> Work to be completed
Report every line in the material below that contains the string "cliff", treating uppercase and lowercase as different.

┌──

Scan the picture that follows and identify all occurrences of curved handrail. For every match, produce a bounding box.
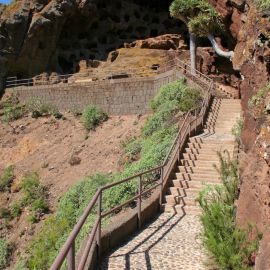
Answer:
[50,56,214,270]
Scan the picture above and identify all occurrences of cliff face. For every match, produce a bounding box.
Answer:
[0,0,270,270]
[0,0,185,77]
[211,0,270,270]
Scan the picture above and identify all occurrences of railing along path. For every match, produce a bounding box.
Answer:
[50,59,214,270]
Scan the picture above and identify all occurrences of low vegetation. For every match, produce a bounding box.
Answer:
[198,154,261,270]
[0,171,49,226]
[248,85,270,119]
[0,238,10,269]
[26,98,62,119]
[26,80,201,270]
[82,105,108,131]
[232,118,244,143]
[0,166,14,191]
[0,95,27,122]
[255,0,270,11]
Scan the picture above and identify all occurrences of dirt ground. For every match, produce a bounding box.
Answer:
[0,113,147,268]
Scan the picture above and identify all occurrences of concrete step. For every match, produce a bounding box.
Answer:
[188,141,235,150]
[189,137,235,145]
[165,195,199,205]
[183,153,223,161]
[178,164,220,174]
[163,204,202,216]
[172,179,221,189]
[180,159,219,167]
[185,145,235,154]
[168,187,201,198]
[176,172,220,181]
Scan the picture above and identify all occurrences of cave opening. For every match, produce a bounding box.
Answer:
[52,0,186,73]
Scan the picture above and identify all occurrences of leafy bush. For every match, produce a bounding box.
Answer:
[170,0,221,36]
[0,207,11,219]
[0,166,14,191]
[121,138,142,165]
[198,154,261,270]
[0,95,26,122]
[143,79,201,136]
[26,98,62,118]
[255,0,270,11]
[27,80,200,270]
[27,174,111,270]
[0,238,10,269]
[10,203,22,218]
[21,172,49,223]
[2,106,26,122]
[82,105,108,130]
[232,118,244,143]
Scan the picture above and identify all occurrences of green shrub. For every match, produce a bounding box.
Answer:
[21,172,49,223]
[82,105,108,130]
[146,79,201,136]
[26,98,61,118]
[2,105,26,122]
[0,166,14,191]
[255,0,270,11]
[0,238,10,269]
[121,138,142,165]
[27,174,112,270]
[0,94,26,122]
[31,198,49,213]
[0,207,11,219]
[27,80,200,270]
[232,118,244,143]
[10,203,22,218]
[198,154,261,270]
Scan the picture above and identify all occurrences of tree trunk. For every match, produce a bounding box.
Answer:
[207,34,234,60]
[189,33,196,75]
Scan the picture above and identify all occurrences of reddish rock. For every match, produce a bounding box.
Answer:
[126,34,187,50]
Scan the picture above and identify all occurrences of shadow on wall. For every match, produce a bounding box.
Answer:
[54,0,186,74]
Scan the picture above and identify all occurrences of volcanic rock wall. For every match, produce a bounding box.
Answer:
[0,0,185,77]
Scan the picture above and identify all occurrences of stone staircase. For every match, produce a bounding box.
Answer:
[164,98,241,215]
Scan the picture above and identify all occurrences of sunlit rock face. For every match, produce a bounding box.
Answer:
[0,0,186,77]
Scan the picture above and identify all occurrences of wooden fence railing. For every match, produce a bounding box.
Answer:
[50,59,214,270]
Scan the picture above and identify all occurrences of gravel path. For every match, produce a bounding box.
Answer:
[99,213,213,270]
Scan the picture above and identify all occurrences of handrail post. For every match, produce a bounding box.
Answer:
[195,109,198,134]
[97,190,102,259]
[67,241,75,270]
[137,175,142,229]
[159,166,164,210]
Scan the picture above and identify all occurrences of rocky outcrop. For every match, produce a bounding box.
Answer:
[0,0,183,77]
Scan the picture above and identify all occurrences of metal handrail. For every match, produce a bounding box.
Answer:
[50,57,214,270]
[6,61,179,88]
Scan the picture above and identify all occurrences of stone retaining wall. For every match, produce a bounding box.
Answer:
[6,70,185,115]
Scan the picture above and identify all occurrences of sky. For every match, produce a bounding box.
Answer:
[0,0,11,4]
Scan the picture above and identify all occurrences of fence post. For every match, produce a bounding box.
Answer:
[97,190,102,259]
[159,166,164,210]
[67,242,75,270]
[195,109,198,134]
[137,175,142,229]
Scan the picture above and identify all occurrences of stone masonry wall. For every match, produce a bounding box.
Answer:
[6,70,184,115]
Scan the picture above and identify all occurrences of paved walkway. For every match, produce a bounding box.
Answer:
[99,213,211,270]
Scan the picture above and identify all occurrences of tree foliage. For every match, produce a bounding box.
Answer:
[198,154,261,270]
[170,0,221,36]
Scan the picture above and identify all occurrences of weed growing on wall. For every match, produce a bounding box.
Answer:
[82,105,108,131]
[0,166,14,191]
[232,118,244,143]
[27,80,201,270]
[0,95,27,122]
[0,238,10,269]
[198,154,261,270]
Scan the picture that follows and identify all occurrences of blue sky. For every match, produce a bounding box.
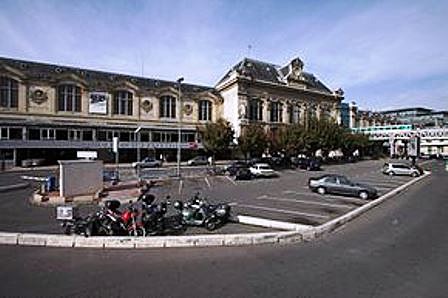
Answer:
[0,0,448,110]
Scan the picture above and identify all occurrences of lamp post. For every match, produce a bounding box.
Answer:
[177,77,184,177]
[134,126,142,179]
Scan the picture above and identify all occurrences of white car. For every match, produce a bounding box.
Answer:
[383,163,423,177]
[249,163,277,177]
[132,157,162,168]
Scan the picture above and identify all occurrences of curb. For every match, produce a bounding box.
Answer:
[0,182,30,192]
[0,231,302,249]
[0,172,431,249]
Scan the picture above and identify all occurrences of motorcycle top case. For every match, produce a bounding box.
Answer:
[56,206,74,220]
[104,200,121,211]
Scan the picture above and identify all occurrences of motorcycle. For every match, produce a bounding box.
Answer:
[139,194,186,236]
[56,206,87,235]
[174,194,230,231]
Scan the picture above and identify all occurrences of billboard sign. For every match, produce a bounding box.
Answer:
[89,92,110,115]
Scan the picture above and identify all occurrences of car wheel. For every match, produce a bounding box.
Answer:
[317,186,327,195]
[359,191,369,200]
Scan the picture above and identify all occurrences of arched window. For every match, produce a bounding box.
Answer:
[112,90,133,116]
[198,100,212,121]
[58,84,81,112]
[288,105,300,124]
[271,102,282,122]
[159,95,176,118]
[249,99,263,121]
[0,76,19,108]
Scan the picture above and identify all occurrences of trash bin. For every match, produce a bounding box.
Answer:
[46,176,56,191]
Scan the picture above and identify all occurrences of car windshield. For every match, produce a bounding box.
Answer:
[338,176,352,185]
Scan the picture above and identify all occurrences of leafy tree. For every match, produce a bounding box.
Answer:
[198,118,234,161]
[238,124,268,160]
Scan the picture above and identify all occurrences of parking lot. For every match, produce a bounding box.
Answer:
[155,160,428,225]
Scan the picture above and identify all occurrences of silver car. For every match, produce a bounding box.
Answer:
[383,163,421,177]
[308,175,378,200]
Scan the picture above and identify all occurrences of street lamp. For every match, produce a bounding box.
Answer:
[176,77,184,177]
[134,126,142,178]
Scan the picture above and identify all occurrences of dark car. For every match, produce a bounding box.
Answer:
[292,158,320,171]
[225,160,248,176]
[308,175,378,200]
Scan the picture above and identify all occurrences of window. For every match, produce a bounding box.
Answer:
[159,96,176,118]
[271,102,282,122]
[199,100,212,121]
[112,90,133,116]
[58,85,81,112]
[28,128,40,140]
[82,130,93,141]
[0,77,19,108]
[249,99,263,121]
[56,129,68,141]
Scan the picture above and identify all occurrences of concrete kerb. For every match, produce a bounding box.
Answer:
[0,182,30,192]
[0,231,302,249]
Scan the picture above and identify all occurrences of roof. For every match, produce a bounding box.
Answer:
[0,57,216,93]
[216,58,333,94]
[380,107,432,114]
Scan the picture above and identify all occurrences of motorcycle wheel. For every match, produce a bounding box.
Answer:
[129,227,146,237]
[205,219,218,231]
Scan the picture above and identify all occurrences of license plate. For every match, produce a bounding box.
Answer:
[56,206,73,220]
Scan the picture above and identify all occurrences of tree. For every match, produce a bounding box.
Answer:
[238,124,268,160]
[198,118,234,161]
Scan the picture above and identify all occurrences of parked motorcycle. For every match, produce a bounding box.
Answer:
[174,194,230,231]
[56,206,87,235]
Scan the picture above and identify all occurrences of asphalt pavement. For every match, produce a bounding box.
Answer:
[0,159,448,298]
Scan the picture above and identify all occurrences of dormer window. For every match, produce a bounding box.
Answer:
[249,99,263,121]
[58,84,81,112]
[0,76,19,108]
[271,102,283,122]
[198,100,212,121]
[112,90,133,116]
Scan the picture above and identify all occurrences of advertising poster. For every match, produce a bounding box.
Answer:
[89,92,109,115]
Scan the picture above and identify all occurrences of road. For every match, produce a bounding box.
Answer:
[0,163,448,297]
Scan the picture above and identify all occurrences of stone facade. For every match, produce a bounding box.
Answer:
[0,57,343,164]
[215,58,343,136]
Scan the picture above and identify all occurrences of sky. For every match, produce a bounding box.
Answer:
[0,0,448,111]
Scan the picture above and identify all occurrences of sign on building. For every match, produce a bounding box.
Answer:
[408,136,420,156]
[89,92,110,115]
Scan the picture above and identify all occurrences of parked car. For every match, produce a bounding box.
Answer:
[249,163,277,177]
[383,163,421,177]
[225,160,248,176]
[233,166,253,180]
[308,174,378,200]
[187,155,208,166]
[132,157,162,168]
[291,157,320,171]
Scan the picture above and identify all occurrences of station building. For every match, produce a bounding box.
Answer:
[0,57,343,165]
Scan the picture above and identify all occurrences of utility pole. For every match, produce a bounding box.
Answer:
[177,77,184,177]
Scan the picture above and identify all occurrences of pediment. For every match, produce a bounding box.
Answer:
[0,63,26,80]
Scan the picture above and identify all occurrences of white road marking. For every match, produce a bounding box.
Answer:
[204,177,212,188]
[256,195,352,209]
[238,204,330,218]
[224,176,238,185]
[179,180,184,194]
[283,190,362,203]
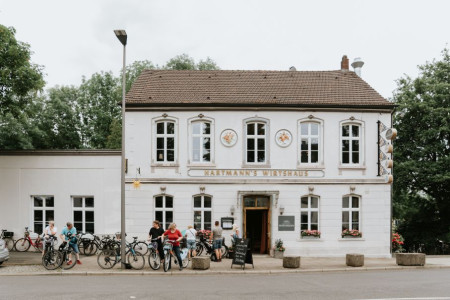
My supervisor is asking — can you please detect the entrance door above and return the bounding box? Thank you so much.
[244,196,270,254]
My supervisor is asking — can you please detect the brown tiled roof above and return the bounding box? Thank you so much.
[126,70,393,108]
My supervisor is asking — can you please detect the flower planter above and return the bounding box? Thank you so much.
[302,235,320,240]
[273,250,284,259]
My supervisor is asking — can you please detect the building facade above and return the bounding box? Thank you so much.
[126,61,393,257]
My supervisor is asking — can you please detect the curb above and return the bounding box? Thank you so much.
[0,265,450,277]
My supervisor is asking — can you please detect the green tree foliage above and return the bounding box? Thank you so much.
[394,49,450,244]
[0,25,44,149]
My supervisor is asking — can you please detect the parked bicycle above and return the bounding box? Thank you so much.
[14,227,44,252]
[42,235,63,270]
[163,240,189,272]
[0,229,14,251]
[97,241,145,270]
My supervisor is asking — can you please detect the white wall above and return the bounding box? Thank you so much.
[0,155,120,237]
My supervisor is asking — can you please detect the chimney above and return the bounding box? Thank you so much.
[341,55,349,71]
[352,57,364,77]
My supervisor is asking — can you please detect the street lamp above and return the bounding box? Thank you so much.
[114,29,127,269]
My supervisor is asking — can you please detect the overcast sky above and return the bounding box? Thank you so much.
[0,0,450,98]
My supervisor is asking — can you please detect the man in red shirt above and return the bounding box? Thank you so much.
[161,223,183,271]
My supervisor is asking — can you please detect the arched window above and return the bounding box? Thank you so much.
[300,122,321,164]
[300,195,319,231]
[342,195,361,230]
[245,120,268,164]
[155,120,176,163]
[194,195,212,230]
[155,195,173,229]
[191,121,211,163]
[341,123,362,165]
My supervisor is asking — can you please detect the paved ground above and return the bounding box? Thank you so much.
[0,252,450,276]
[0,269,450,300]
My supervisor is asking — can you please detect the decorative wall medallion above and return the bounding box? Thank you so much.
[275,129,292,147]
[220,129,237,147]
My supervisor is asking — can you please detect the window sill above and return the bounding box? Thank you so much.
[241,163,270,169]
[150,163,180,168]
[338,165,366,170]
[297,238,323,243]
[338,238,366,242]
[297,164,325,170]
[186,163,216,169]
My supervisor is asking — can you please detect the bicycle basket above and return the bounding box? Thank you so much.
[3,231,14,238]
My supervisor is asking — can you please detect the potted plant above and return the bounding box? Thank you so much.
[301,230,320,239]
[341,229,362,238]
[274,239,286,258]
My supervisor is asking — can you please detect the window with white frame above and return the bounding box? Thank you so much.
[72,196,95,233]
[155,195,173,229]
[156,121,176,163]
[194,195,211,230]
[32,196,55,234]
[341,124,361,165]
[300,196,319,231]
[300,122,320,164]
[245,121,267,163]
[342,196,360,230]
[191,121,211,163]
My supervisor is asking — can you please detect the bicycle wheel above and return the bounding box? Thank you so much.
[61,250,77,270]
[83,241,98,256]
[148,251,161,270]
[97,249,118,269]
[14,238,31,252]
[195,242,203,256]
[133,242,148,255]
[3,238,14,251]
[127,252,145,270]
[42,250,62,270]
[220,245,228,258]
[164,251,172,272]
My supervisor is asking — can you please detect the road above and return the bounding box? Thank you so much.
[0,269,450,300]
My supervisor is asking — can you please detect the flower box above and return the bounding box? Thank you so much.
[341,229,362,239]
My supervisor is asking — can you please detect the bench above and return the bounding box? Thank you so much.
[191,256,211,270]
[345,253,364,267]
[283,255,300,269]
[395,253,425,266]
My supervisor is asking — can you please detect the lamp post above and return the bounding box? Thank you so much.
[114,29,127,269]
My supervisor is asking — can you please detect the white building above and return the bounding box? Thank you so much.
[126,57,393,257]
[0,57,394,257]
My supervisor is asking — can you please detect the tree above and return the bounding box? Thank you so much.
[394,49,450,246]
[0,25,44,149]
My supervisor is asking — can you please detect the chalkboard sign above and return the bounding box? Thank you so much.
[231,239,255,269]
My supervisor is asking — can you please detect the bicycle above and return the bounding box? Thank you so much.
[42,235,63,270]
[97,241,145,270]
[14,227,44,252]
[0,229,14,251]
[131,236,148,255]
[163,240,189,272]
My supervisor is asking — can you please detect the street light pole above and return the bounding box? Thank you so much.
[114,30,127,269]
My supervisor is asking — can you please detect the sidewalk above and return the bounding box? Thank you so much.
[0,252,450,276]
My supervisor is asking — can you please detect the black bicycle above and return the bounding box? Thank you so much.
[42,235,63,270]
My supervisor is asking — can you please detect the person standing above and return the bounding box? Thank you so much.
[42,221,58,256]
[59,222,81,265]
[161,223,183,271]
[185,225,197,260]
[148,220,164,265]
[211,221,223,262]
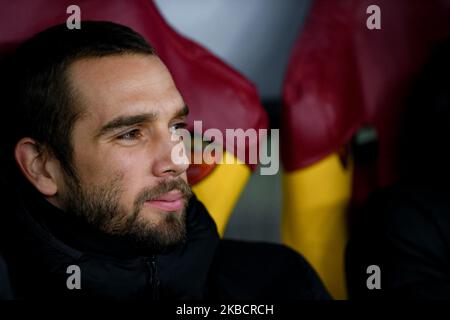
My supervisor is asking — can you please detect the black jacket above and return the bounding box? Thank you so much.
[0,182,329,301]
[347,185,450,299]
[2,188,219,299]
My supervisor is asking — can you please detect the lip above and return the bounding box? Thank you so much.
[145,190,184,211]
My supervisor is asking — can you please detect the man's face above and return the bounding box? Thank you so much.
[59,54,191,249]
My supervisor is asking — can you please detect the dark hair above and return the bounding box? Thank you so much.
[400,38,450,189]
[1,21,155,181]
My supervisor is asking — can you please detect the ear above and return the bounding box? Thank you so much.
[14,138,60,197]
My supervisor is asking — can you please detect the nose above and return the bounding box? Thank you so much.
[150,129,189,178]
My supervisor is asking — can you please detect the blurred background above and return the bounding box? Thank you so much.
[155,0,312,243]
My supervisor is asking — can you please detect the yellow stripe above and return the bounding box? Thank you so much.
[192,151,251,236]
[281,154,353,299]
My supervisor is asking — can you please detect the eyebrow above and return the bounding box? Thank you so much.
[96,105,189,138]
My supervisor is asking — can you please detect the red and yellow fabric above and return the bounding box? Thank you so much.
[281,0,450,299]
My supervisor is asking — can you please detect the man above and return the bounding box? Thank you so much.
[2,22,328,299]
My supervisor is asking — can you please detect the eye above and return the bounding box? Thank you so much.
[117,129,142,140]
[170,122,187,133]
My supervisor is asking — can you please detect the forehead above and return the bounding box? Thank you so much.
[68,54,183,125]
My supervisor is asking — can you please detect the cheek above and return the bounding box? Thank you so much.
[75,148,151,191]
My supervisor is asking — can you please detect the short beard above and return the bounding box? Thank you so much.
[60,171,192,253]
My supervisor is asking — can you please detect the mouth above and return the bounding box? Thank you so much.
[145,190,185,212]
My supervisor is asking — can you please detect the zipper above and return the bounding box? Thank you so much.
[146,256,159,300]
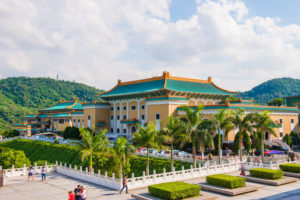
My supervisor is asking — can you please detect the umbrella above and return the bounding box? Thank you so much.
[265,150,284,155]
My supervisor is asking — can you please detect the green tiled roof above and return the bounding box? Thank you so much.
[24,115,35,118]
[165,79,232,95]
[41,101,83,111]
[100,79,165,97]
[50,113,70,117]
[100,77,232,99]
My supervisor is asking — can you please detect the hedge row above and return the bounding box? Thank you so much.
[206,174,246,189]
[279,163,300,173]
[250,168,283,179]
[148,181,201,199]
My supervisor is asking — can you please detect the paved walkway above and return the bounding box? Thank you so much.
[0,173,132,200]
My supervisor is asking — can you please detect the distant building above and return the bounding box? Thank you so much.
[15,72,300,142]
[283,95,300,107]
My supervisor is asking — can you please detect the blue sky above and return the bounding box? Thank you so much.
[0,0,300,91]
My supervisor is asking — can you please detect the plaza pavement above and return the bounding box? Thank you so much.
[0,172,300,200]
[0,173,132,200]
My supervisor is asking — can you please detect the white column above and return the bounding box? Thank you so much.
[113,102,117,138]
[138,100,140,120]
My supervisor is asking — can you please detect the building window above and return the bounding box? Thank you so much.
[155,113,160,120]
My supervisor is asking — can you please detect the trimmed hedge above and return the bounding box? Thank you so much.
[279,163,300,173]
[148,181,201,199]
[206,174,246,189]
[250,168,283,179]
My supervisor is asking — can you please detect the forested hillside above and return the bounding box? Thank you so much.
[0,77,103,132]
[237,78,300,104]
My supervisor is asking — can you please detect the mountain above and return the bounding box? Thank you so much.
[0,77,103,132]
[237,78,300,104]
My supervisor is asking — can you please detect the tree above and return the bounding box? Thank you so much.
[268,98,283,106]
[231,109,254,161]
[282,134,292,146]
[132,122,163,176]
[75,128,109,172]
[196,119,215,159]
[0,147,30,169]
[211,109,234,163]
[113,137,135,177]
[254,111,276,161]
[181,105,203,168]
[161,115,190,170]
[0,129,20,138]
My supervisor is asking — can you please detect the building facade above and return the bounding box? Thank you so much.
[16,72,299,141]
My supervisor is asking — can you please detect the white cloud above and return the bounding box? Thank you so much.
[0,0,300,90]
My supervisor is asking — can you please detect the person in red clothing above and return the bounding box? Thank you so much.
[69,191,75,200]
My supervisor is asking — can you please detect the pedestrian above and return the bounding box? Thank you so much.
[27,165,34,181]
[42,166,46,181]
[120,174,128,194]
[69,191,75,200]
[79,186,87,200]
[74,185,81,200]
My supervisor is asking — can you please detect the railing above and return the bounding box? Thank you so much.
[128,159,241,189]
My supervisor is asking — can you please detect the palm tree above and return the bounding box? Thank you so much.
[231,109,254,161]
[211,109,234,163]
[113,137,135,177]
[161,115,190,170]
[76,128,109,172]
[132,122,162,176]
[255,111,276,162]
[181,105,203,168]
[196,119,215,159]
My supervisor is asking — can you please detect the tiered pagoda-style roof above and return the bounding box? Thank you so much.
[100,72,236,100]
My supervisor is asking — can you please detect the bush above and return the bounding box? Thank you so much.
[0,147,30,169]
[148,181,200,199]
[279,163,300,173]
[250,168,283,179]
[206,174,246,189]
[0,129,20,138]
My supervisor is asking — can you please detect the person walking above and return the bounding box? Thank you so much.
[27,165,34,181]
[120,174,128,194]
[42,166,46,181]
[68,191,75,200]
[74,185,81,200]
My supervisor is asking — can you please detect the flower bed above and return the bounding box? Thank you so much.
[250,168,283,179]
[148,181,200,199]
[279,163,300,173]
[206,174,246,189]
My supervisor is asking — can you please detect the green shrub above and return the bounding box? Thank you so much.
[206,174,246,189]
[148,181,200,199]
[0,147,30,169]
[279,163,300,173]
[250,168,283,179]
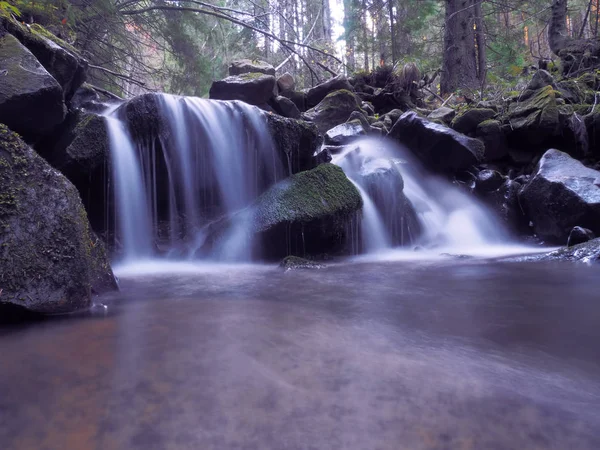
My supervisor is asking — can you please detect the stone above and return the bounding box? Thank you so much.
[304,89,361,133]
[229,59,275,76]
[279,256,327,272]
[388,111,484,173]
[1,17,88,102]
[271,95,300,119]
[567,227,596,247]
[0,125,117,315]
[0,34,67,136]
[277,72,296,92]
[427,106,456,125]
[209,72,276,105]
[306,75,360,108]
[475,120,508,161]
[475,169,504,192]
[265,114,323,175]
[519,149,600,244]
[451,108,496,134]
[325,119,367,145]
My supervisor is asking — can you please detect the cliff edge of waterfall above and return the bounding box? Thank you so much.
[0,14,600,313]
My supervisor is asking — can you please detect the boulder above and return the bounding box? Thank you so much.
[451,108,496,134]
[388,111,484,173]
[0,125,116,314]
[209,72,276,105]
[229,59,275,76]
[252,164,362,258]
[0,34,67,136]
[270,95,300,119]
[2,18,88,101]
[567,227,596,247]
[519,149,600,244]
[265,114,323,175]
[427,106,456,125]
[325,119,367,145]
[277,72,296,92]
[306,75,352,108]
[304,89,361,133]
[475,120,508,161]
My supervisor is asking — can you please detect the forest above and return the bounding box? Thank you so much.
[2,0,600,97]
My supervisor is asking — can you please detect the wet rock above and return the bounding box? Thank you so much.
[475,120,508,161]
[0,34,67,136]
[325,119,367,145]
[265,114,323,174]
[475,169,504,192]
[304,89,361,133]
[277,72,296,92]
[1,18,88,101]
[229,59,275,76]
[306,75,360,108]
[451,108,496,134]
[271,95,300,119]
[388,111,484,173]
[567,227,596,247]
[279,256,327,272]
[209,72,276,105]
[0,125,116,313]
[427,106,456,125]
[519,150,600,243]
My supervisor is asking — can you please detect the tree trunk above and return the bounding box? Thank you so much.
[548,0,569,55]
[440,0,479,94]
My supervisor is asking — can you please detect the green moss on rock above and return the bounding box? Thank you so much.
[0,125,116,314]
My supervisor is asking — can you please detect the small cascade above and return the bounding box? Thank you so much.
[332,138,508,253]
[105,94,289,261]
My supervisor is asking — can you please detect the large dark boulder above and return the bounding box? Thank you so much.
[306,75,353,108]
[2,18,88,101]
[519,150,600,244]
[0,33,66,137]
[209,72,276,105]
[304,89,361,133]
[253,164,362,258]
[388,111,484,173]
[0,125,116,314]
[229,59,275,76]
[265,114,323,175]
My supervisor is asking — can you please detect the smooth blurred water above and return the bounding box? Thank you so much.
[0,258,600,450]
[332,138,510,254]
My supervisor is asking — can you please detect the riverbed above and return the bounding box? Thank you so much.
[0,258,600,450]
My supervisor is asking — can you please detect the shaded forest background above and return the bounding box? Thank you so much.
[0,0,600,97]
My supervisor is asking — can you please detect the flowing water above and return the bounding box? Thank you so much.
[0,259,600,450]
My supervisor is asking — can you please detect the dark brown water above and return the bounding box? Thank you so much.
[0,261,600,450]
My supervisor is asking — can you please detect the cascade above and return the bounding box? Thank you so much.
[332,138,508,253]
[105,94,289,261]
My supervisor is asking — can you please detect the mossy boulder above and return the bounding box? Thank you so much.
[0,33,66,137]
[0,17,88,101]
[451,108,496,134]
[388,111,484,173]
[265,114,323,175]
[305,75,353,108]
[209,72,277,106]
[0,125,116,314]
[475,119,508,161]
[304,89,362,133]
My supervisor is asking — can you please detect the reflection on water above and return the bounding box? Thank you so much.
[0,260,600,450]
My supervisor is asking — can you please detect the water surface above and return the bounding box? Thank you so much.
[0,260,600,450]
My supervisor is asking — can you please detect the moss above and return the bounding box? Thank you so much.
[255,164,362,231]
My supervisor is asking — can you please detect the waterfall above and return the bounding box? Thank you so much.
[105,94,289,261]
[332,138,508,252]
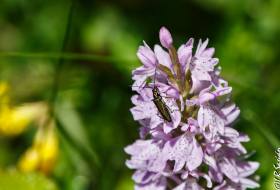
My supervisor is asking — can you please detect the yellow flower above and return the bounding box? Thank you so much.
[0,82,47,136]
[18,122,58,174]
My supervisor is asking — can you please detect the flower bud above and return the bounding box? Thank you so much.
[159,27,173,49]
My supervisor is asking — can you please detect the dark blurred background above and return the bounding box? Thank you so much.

└──

> Reply to the exercise
Scan the picture above and identify all occurrences of cliff face. For every match, produce a bounding box.
My supervisor is asking — can you please detect the cliff edge of waterfall above and return the bounding box? Thank you so much.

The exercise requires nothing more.